TEXTO DA PÁGINA:
+---+
Sabe aquelas situações em que dizemos “Isso só se vê em Natal mesmo?” Esta é uma delas. Hoje, apresento alguém que muitos já conhecem: Maria do Bar, a dona do mais antigo bordel de Natal. Mas quero apresentar também Maria das Dores, mãe, avó, amiga e que gosta de cuidar dos outros. Entre essas duas Marias, está a que deseja ingressar na vida política, atualmente candidata a vereadora.

Conhecida por sua longa trajetória na noite, Maria das Dores da Silva, 65 anos, começou sua vida como garota de programa ao trabalhar como cozinheira em uma casa de uma família rica da capital potiguar. Recém-separada, seus filhos ficavam com a mãe, que tinha mais três filhas. O salário de Maria sustentava seis pessoas, mas os insumos duravam apenas até a quinta-feira.

A governanta da casa, que sempre andava com joias e bem vestida, vendo a aflição de Maria, a convidou para sair uma noite. Ao chegar lá, Maria se deparou com uma casa cheia de homens ricos; foi sua primeira experiência no mundo da prostituição. “Naquela noite, ganhei o mesmo que ganhava em um mês como cozinheira, e na casa eu até ganhava bem”, comenta.

Na noite seguinte, Maria foi novamente, e no quarto dia pediu demissão, alugou uma casa e trouxe sua família do interior para Natal, tornando-se uma das garotas da famosa Maria Boa, mas essa história fica para outro dia.

Da Cozinha à Dona de Cabaré

“Maria Boa sempre me dava conselhos, dizia que eu tinha jeito para negócios. Ela me ensinou muito e me incentivou a juntar dinheiro. Depois que ela morreu, eu abri meu próprio espaço. Aluguei uma casa, contratei algumas meninas e comecei meu empreendimento”, explica.

Assim nasceu o Maria’s Bar, também conhecido como Cabaré de Maria. Maria não só cuidava da administração do local, como também ensinava as meninas a se comportar e assumia tarefas como cozinhar e lavar as roupas delas.

De lá saíram 19 casamentos e muitos empreendimentos, como conta Maria. “As meninas vão para lá, passam um tempo, juntam dinheiro e, quando saem, investem em alguma coisa. Uma delas tem uma empresa de telhas, outras têm casa própria; uma saiu com 400 mil e empreendeu. As que continuam na casa vivem bem. Claro que enfrentam dificuldades e preconceitos; algumas se perdem nas drogas, mas muitas conseguem melhorar de vida”, afirma.

Desde que abriu o bar, Maria deixou de fazer programas e se dedicou a fazer seu negócio dar certo. Por trás de uma história julgada por tantos, existe uma Maria que muitos não conhecem.
+---+
TAREFAS:
1. Responda com base no texto sobre Maria do Bar:
(a) Quantos anos tem Maria das Dores da Silva?
(b) Em que ela trabalhava quando começou como garota de programa?
(c) Quantos casamentos saíram do bar dela?
2. Transcreva do texto sobre Maria do Bar o trecho entre "Na noite seguinte, Maria" e "as roupas delas.", incluindo essas duas partes.
3. Resuma o texto sobre Maria do Bar em duas frases.

DADOS DISPONÍVEIS:
+---+
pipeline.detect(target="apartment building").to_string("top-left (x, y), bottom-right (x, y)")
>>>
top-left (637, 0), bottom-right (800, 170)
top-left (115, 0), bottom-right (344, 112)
+---+
RESPOSTAS POR TAREFA:
1.
(a) 65 anos.
(b) Como cozinheira em uma casa de uma família rica da capital potiguar.
(c) 19 casamentos.

2.
Na noite seguinte, Maria foi novamente, e no quarto dia pediu demissão, alugou uma casa e trouxe sua família do interior para Natal, tornando-se uma das garotas da famosa Maria Boa, mas essa história fica para outro dia.

Da Cozinha à Dona de Cabaré

“Maria Boa sempre me dava conselhos, dizia que eu tinha jeito para negócios. Ela me ensinou muito e me incentivou a juntar dinheiro. Depois que ela morreu, eu abri meu próprio espaço. Aluguei uma casa, contratei algumas meninas e comecei meu empreendimento”, explica.

Assim nasceu o Maria’s Bar, também conhecido como Cabaré de Maria. Maria não só cuidava da administração do local, como também ensinava as meninas a se comportar e assumia tarefas como cozinhar e lavar as roupas delas.

3. Maria das Dores da Silva, de 65 anos, trabalhava como cozinheira para uma família rica de Natal e entrou na prostituição depois de ganhar em uma noite o mesmo que recebia em um mês. Com o incentivo de Maria Boa, abriu depois da morte dela o Maria's Bar, deixou de fazer programas e hoje é candidata a vereadora.